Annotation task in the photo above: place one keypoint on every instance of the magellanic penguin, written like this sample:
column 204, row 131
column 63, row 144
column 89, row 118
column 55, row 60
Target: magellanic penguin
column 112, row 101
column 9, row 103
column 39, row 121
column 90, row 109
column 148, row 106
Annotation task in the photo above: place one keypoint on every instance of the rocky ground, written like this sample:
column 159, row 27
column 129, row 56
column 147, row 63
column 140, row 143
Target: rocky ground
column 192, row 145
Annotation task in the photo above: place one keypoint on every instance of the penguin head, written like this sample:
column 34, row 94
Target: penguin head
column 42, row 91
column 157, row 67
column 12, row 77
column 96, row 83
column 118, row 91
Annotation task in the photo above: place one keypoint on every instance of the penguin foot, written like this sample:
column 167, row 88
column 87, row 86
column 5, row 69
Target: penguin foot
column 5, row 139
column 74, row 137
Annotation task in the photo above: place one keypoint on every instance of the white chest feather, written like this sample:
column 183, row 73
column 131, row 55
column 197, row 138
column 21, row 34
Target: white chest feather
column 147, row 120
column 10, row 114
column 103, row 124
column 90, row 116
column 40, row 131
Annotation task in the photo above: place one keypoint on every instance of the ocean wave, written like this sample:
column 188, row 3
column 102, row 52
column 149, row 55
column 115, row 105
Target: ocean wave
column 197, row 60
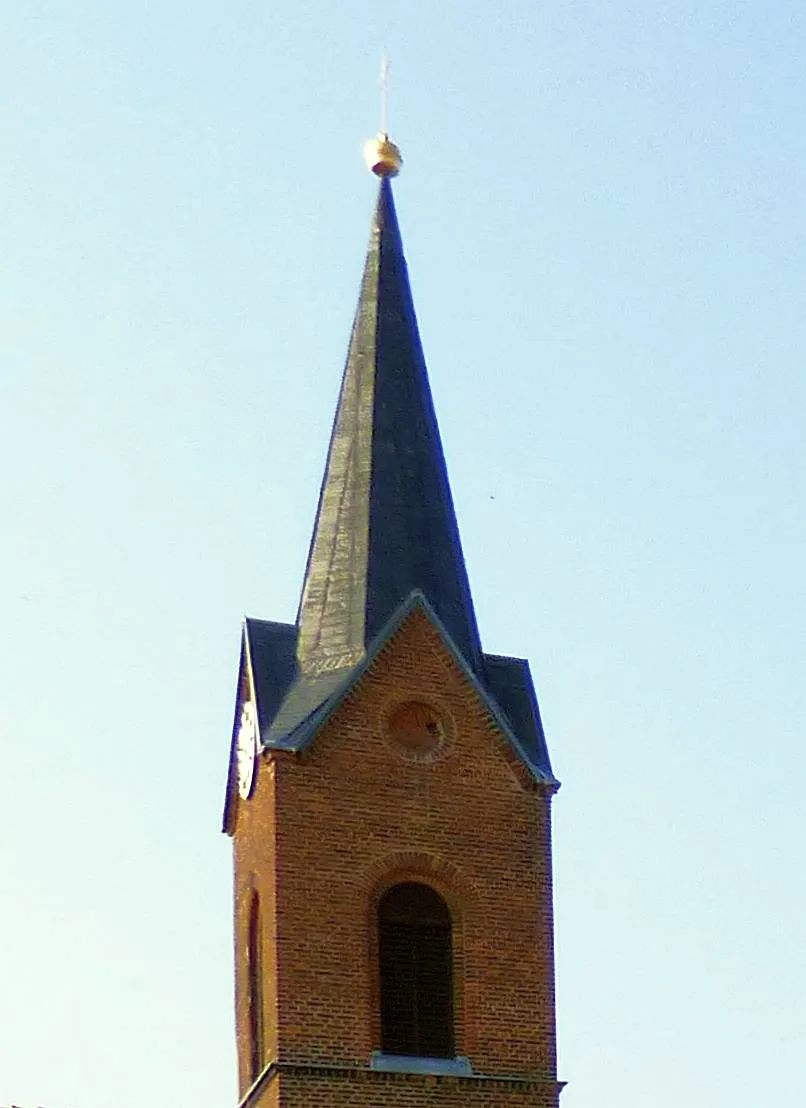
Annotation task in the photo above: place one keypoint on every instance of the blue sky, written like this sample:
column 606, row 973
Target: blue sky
################
Reproduce the data verbatim, beginning with the line that contains "penguin foot, written" and continuing through the line that contains "column 197, row 60", with both of those lines included.

*SOLUTION FOR THIS PROBLEM*:
Annotation task in the photo above: place one keypoint on every instance of the penguin foot, written like this sample:
column 167, row 88
column 87, row 86
column 5, row 69
Target: penguin foot
column 5, row 139
column 74, row 137
Annotation task in the photo above: place one keypoint on every instance of the white chest feather, written like this sample:
column 183, row 73
column 131, row 55
column 197, row 138
column 21, row 34
Target: white chest feather
column 147, row 120
column 10, row 114
column 103, row 124
column 90, row 116
column 40, row 131
Annotation task in the photo above: place one keypoint on every instance of the ocean wave, written like this sample:
column 188, row 3
column 102, row 52
column 149, row 55
column 115, row 105
Target: ocean wave
column 197, row 60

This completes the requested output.